- What to work on:
Retype the entries exactly, but skip the pictures.

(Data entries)

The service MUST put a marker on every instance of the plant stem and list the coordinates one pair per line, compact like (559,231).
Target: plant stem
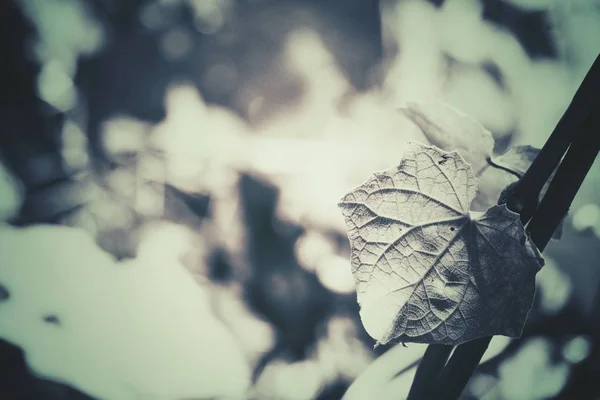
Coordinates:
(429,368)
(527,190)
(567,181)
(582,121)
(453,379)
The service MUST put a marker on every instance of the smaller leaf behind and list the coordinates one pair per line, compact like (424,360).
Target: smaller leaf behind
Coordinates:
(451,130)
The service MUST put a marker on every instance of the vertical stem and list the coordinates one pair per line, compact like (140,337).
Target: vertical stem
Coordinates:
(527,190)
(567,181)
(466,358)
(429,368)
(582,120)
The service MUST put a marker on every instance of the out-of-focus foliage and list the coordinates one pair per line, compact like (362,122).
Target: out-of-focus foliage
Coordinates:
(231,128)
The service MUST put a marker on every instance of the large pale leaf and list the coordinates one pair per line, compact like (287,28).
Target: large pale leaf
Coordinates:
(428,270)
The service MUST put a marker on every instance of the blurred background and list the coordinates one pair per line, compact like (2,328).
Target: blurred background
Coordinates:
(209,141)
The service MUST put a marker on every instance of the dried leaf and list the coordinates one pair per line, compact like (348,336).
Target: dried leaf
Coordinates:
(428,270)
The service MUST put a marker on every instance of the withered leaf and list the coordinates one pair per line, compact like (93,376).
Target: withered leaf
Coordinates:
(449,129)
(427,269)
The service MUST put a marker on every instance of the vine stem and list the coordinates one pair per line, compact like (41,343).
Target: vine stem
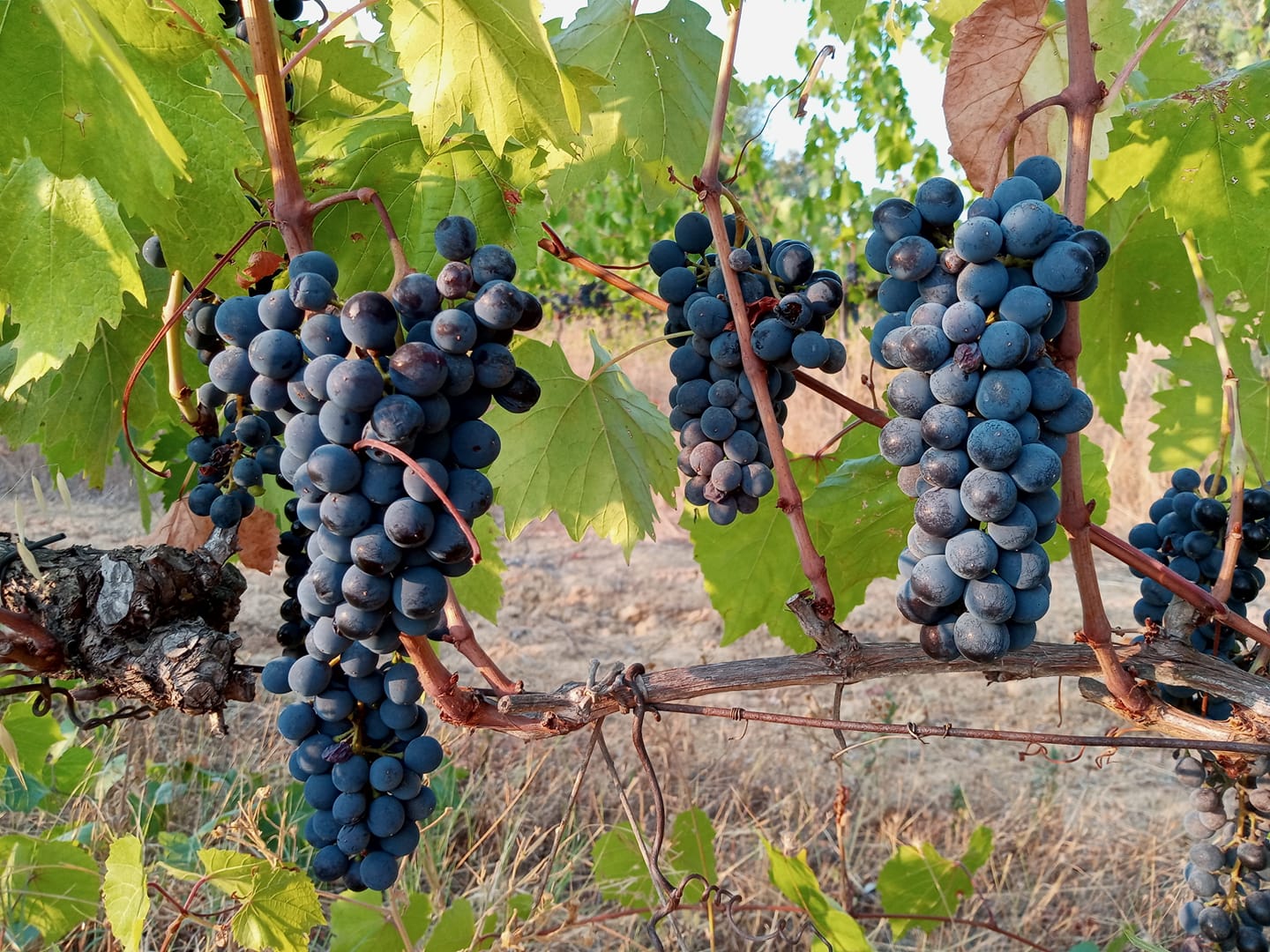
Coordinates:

- Response below:
The service MUST put a marker on every instance of the plant stem and list the coordinates one pair per line, compact like (559,231).
Target: plant stem
Coordinates:
(429,368)
(527,190)
(567,181)
(582,121)
(453,379)
The service MUST put a marker on every instance of the smaller leaf behind and list the coordinates one pair per line, compact like (424,360).
Target: smaller leaf behind
Coordinates:
(451,130)
The service MUST put a marker on every instance of the vertical stem and list the coordinates one pair per line, compact like (140,337).
Target: vertical stem
Coordinates:
(527,190)
(567,181)
(466,358)
(429,368)
(582,120)
The service MUST put a marker on every instance of the out-of-focus foliage and list the coordinates one pair per line, compact like (362,122).
Target: out-of-focus foliage
Coordinates:
(231,128)
The service MUST put a marker on every instance of the large pale leaf and list the coordinates one pair per line, compact like (287,28).
Target: large pale leaf
Coordinates:
(428,270)
The service MUST put a marker on every instance of the blurred background and list the coordinates one pair per line, compact like (2,328).
Target: blurred background
Coordinates:
(209,141)
The service MUST put a marker on every instance of the dried leaf and list the coordinates one pair per line, compact like (348,336).
Target: dried leaf
Coordinates:
(428,270)
The service MUST put a marker on every instance of the withered leaf and list the coordinates one pair per line, compact like (93,376).
Target: withered leaf
Coordinates:
(449,129)
(427,269)
The service MUST put a marker on every instance of the vine stem and list the coordinates one pair per line, compact like (41,343).
Target: vine stem
Coordinates:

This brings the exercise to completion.